Document>
This paper is dedicated to the implementation a perfect plastic behaviour based on the Hosford equivalent stress.

The whole implementation is available here.

The elasticity is assumed linear and isotropic, i.e. given by the Hooke law: \[ \underline{\sigma}=\lambda\,{\mathrm{tr}{\left(\underline{\varepsilon}^{\mathrm{el}}\right)}}\,\underline{I}+2\,\mu\,\underline{\varepsilon}^{\mathrm{el}} \] where \(\lambda\) and \(\mu\) are the first and second Lamé parameters.

The yield surface is chosen as follows: \[ f{\left(\underline{\sigma}\right)}=\sigma_{\mathrm{eq}}^{H}-\sigma_{Y} \] where:

- \(\sigma_{\mathrm{eq}}^{H}\) is the Hosford equivalent stress defined hereafter.
- The yield stress \(\sigma_{Y}\) is a constant material parameter.

The Hosford equivalent stress is defined by (see [1]): \[ \sigma_{\mathrm{eq}}^{H}=\sqrt[a]{{{\displaystyle \frac{\displaystyle 1}{\displaystyle 2}}}{\left({\left|\sigma_{1}-\sigma_{2}\right|}^{a}+{\left|\sigma_{1}-\sigma_{3}\right|}^{a}+{\left|\sigma_{2}-\sigma_{3}\right|}^{a}\right)}} \] where \(\sigma_{1}\), \(\sigma_{2}\) and \(\sigma_{3}\) are the eigenvalues of the stress.

Therefore, when \(a\) goes to infinity, the Hosford stress reduces to the Tresca stress. When \(n = 2\) the Hosford stress reduces to the von Mises stress.

Direction 1>
Reproduce the passage of the text on Hosford plasticity that begins at "The elasticity is" and ends at "constant material parameter.".
Direction 2>
Translate this sentence from the text on Hosford plasticity into Spanish: "The whole implementation is available here."
Direction 3>
Carry on writing the text on Hosford plasticity from its final sentence onward.

Rows from a pointing dataset
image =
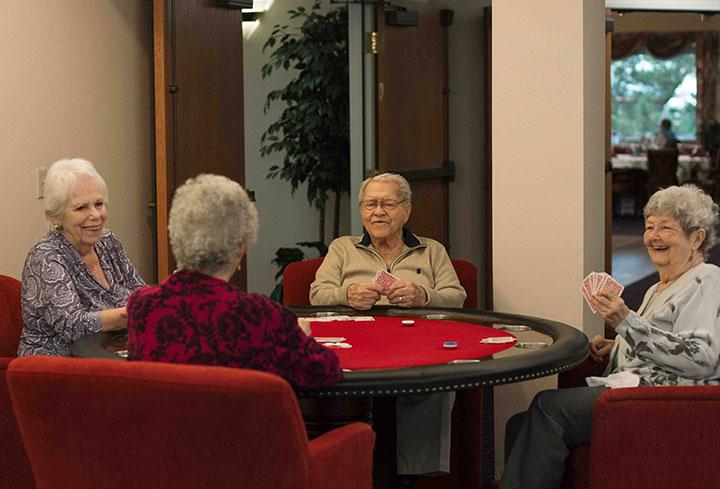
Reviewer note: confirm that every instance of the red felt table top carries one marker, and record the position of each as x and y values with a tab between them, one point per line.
386	343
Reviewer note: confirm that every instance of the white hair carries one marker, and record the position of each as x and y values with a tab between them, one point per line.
60	180
693	209
404	191
211	217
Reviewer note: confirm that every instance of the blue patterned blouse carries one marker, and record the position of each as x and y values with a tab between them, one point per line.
62	299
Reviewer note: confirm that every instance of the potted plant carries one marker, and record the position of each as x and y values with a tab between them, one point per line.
312	132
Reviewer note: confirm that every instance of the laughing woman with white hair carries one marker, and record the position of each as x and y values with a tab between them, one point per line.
77	279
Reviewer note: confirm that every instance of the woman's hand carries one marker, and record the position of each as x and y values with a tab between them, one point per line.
406	294
363	295
611	307
599	348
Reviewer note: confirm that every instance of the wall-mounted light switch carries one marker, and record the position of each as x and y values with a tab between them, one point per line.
40	182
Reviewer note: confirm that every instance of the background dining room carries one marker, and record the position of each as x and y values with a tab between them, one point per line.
664	66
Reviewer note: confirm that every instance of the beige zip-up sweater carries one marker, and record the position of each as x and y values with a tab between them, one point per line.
352	259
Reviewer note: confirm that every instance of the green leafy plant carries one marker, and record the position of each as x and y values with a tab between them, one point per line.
312	132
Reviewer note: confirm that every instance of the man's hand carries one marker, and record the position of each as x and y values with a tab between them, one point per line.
363	295
611	307
599	348
406	294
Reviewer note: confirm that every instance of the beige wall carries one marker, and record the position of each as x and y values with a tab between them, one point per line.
76	80
548	167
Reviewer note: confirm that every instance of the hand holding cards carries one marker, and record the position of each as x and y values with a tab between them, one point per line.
385	279
594	283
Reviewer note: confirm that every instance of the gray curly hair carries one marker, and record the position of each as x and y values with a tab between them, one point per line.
404	191
693	209
60	180
211	217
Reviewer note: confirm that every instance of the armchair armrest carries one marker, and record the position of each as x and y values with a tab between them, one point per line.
343	458
660	437
576	376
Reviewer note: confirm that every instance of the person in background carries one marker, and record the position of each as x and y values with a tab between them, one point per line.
673	338
77	279
197	316
426	277
666	138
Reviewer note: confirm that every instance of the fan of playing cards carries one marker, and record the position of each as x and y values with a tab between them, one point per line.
385	279
594	283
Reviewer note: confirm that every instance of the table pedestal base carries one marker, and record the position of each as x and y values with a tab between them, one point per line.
472	453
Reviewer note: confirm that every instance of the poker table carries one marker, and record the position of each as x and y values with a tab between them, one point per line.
386	357
383	358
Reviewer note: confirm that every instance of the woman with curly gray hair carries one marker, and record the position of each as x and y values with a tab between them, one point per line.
196	316
673	338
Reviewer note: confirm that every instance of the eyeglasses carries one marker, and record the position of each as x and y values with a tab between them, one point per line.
388	205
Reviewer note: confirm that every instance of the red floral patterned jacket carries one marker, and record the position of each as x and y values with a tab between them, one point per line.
193	318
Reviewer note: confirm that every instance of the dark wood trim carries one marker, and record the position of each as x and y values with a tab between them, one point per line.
445	172
164	171
487	173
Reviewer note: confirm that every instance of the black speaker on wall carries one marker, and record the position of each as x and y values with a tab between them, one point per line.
235	4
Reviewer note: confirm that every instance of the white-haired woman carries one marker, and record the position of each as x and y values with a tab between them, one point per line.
673	338
77	279
196	316
426	277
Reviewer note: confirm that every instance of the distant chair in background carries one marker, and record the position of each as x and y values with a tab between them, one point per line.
629	183
710	181
662	169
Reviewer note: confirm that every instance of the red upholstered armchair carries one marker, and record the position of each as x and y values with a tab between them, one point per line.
659	437
112	425
14	466
299	275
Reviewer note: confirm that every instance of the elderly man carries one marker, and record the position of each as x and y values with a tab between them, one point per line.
426	277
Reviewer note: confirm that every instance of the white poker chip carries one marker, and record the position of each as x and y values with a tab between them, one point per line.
498	340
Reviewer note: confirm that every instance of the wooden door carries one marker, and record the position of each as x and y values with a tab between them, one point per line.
608	143
198	102
412	108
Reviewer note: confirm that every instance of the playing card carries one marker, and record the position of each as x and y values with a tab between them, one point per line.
594	283
613	286
385	279
588	298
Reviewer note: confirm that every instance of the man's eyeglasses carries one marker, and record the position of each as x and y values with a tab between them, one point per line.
388	205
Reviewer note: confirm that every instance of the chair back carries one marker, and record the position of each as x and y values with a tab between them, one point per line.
299	275
467	275
10	316
15	469
90	423
662	168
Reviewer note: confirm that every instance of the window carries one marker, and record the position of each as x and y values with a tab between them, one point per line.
646	89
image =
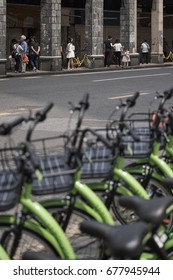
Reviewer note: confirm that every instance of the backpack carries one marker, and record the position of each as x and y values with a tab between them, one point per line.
14	53
107	46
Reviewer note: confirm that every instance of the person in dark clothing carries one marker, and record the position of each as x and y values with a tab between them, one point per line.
34	51
108	51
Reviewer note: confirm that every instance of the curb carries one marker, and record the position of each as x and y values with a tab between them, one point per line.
82	70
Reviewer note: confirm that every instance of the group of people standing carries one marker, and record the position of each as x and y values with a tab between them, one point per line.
24	52
121	55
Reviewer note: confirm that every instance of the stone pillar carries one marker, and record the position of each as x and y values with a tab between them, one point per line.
157	31
50	58
94	30
3	58
128	28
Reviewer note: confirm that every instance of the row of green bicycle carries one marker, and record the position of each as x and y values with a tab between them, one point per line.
87	166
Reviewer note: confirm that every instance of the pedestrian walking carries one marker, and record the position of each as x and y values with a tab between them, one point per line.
70	53
145	47
117	52
125	57
16	55
24	46
34	51
108	51
165	47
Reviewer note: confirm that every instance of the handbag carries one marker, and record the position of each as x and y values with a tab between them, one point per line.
25	58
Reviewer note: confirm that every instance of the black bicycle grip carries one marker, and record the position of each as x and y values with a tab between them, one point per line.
32	155
41	115
6	128
131	101
134	135
168	93
104	140
85	101
95	228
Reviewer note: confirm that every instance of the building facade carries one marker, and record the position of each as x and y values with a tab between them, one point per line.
89	22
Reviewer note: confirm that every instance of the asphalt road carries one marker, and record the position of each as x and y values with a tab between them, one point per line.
106	88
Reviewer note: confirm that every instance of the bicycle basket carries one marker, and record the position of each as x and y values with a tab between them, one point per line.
97	159
11	179
56	169
141	127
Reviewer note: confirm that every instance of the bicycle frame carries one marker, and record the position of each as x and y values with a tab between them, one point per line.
53	233
3	254
154	161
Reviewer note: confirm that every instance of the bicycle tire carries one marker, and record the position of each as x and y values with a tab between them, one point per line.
84	246
154	189
30	241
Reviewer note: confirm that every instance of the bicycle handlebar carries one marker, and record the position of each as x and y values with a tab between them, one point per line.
32	155
6	128
101	138
41	115
132	101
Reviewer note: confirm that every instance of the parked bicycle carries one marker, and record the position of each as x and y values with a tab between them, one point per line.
83	60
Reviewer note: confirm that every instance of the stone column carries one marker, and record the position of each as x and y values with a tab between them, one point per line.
157	31
94	30
50	58
128	28
3	58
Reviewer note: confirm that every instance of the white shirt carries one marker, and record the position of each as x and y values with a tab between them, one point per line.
70	50
117	47
145	47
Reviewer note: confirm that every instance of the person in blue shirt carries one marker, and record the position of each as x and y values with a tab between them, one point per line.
24	46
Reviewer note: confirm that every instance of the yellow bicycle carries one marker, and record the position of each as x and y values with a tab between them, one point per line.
85	60
169	57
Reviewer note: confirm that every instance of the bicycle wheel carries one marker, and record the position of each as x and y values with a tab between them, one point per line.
154	188
84	246
76	62
29	241
89	63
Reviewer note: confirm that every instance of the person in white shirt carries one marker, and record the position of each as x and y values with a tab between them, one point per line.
145	52
117	52
70	53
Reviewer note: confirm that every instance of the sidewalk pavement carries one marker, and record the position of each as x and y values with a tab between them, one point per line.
83	70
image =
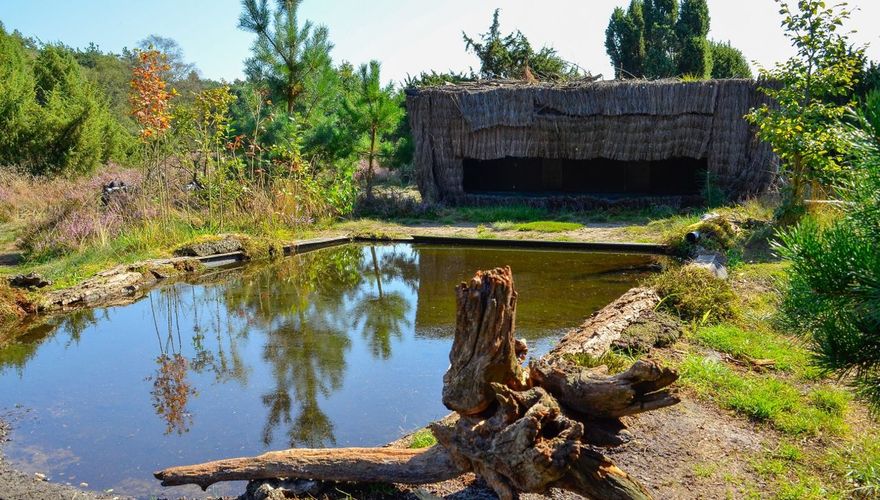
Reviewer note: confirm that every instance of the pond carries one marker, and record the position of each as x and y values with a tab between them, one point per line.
339	347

Written reply 1>
The elasticity is assumed linear and isotropic, i.e. given by the Hooke law: \[ \underline{\sigma}=\lambda\,{\mathrm{tr}{\left(\underline{\varepsilon}^{\mathrm{el}}\right)}}\,\underline{I}+2\,\mu\,\underline{\varepsilon}^{\mathrm{el}} \] where \(\lambda\) and \(\mu\) are the first and second Lamé parameters.

The yield surface is chosen as follows: \[ f{\left(\underline{\sigma}\right)}=\sigma_{\mathrm{eq}}^{H}-\sigma_{Y} \] where:

- \(\sigma_{\mathrm{eq}}^{H}\) is the Hosford equivalent stress defined hereafter.
- The yield stress \(\sigma_{Y}\) is a constant material parameter.

Written reply 2>
La implementación completa está disponible aquí.

Written reply 3>
The Hosford stress is an isotropic homogeneous function of degree 1. The flow rule is assumed associated and the plastic strain rate \(\underline{\dot{\varepsilon}}^{\mathrm{p}}\) is given by: \[ \underline{\dot{\varepsilon}}^{\mathrm{p}}=\dot{p}\,{\displaystyle \frac{\displaystyle \partial \sigma_{\mathrm{eq}}^{H}}{\displaystyle \partial \underline{\sigma}}}=\dot{p}\,\underline{n}^{H} \] where \(\dot{p}\) is the rate of the equivalent plastic strain \(p\).

The behaviour is integrated by an implicit scheme. Two state variables are introduced:

- the elastic strain \(\underline{\varepsilon}^{\mathrm{el}}\).
- the equivalent plastic strain \(p\).

The elastic strain is automatically defined by the `Implicit`

domain specific language.

The latter could be considered as an integration variable, but, for post-processing purposes, we choose to keep it as a state variable.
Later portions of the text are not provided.